§ **EXERCISE AIM**:
No line before the one containing "Target: utility pole" is to be output; retype exactly that line and all lines that follow it to the end of the records.

§ **DATA**:
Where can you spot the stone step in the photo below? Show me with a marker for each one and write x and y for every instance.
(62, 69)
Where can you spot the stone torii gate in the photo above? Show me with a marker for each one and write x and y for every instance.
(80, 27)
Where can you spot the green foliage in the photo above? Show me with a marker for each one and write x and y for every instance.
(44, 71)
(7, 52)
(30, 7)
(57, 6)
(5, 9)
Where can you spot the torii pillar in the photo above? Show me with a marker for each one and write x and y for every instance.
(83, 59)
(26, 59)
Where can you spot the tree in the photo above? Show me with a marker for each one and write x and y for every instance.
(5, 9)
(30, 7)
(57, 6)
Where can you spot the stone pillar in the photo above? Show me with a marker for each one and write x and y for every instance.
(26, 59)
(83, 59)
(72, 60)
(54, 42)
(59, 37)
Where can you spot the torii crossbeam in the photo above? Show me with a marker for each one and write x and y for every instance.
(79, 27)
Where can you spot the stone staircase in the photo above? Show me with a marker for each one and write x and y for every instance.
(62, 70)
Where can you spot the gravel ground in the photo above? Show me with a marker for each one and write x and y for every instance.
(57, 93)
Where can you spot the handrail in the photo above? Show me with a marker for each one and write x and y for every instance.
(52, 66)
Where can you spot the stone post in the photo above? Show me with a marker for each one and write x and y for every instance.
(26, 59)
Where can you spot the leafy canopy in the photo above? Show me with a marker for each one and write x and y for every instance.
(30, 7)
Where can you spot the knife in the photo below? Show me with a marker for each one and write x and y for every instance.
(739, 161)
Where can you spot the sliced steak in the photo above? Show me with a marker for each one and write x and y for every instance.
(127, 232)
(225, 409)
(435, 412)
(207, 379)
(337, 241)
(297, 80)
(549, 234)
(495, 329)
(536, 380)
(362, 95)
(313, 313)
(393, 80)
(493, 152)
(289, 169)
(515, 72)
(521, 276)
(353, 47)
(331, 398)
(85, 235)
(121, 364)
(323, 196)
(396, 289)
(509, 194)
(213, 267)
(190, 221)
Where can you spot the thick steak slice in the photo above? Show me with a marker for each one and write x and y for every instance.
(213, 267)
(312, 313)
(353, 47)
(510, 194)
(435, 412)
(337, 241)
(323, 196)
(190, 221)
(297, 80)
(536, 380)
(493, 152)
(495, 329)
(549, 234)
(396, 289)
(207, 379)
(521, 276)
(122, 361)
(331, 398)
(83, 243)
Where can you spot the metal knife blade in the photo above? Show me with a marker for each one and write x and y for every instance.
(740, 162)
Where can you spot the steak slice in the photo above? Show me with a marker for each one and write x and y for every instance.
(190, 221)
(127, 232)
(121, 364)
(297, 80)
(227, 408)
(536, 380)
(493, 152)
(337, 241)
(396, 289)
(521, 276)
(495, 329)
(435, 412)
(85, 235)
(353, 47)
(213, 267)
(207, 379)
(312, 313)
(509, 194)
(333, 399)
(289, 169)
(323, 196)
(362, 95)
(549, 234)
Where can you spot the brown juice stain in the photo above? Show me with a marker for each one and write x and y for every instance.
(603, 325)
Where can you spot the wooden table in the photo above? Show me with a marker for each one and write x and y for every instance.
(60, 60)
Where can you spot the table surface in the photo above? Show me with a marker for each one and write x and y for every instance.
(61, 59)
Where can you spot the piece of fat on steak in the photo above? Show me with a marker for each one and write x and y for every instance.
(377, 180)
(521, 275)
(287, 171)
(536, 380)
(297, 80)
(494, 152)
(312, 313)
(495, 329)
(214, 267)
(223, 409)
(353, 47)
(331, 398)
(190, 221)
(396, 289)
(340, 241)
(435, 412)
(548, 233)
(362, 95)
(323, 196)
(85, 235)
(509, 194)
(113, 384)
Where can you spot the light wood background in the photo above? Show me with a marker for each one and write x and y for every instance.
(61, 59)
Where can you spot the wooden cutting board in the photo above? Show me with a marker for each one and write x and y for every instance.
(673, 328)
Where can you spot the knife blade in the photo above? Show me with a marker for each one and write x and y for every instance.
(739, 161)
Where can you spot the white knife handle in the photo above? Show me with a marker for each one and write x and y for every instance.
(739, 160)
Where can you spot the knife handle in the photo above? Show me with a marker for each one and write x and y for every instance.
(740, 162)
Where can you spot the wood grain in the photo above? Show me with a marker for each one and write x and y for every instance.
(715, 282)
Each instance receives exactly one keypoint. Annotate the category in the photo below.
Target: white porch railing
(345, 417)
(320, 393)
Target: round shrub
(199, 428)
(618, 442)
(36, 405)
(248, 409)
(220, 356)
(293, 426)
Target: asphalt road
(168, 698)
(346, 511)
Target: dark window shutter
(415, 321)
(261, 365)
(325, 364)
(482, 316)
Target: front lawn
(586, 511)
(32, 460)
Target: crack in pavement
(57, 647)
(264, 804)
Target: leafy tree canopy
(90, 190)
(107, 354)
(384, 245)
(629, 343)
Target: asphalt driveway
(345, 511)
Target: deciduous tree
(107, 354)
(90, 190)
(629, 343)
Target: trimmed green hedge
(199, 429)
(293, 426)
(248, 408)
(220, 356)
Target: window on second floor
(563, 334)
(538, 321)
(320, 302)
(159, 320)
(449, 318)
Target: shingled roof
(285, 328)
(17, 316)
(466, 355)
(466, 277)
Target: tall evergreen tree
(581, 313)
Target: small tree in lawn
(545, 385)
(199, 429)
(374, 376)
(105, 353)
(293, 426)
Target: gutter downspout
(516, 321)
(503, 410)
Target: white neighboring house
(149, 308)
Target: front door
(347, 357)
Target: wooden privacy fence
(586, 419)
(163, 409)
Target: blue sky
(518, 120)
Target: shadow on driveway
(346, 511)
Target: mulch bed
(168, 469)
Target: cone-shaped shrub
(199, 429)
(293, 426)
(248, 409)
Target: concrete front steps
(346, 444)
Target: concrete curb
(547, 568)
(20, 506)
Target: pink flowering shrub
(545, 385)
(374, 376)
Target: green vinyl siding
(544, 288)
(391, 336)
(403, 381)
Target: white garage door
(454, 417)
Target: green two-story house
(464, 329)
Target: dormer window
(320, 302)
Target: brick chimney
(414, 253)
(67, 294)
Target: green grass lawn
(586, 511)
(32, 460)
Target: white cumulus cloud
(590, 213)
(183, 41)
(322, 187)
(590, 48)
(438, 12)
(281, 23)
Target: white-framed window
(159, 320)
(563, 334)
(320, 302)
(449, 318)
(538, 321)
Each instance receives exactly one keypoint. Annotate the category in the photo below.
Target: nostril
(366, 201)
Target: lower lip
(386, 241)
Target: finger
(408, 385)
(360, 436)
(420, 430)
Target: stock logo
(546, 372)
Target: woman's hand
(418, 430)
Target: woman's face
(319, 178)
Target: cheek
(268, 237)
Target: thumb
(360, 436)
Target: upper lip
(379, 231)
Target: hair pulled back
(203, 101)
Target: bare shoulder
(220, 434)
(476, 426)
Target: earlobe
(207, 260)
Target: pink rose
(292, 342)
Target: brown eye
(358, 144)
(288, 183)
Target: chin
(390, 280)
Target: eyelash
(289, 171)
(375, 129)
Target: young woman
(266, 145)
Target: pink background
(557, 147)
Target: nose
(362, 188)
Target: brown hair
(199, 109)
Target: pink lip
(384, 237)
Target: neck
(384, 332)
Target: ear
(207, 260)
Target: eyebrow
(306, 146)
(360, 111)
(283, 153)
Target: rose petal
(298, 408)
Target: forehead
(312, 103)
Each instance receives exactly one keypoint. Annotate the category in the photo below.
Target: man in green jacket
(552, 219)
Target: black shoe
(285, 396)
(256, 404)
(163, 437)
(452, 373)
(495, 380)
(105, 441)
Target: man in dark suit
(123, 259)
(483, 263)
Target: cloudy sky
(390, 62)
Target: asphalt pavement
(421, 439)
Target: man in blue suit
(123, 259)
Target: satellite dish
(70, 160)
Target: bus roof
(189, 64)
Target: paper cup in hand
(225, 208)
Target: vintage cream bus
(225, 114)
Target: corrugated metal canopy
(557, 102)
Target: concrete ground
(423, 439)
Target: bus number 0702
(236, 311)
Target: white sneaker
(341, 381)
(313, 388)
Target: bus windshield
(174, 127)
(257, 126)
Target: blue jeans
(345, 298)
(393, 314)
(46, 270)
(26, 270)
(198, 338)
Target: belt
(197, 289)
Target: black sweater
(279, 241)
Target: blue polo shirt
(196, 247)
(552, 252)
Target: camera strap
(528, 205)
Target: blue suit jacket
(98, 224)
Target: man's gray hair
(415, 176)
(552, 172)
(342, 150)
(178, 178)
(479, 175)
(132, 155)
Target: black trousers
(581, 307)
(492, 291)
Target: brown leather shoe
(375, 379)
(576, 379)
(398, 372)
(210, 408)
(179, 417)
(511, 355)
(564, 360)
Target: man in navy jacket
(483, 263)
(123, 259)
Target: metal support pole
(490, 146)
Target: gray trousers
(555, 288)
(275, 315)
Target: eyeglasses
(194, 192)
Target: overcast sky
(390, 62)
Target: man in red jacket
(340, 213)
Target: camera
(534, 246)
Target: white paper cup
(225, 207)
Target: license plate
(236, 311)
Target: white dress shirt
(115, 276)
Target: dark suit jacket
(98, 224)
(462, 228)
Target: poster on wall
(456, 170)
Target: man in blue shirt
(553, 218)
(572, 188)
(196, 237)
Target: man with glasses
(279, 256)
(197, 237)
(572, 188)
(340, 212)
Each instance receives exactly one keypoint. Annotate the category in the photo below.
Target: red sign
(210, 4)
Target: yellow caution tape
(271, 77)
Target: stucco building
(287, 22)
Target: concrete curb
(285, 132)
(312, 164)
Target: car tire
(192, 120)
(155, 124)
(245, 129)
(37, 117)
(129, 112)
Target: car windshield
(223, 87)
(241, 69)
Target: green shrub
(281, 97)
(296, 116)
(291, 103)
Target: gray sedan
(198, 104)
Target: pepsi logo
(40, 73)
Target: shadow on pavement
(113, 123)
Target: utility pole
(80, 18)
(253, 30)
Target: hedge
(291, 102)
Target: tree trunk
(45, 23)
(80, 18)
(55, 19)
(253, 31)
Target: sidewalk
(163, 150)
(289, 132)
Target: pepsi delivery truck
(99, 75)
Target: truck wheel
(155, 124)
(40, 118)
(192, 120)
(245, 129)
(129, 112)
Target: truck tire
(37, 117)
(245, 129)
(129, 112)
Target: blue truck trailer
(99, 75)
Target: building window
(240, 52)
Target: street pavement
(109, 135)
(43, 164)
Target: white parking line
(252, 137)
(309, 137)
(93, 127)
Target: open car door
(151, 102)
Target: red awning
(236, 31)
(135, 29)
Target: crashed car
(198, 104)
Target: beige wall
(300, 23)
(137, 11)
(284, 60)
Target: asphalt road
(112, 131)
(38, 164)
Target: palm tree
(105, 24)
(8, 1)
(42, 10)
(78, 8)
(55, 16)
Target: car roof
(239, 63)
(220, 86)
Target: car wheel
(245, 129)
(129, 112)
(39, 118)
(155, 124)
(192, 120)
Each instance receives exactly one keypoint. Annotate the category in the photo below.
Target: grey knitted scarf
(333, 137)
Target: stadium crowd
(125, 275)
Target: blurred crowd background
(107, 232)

§ **OUTPUT FOR THIS TASK**:
Target: utility pole
(80, 18)
(253, 30)
Target: hedge
(291, 102)
Target: tree trunk
(45, 23)
(80, 18)
(55, 19)
(253, 31)
Target: sidewalk
(163, 150)
(289, 132)
Target: pepsi delivery truck
(99, 75)
Target: truck wheel
(155, 124)
(40, 118)
(192, 120)
(245, 129)
(129, 112)
Target: truck tire
(37, 117)
(245, 129)
(129, 112)
Target: blue truck trailer
(99, 75)
Target: building window
(240, 52)
Target: street pavement
(109, 135)
(43, 164)
Target: white parking line
(252, 137)
(309, 137)
(93, 127)
Target: open car door
(151, 102)
Target: red awning
(236, 31)
(135, 29)
Target: crashed car
(198, 104)
Target: beige wall
(300, 23)
(137, 11)
(284, 60)
Target: asphalt road
(112, 131)
(38, 164)
Target: palm tree
(105, 24)
(8, 1)
(42, 10)
(78, 8)
(55, 16)
Target: car roof
(239, 63)
(220, 86)
Target: car wheel
(245, 129)
(129, 112)
(39, 118)
(155, 124)
(192, 120)
Each instance receives exactly one keypoint. Annotate the category in the photo below.
Target: grey knitted scarf
(333, 137)
Target: stadium crowd
(125, 275)
Target: blurred crowd background
(107, 232)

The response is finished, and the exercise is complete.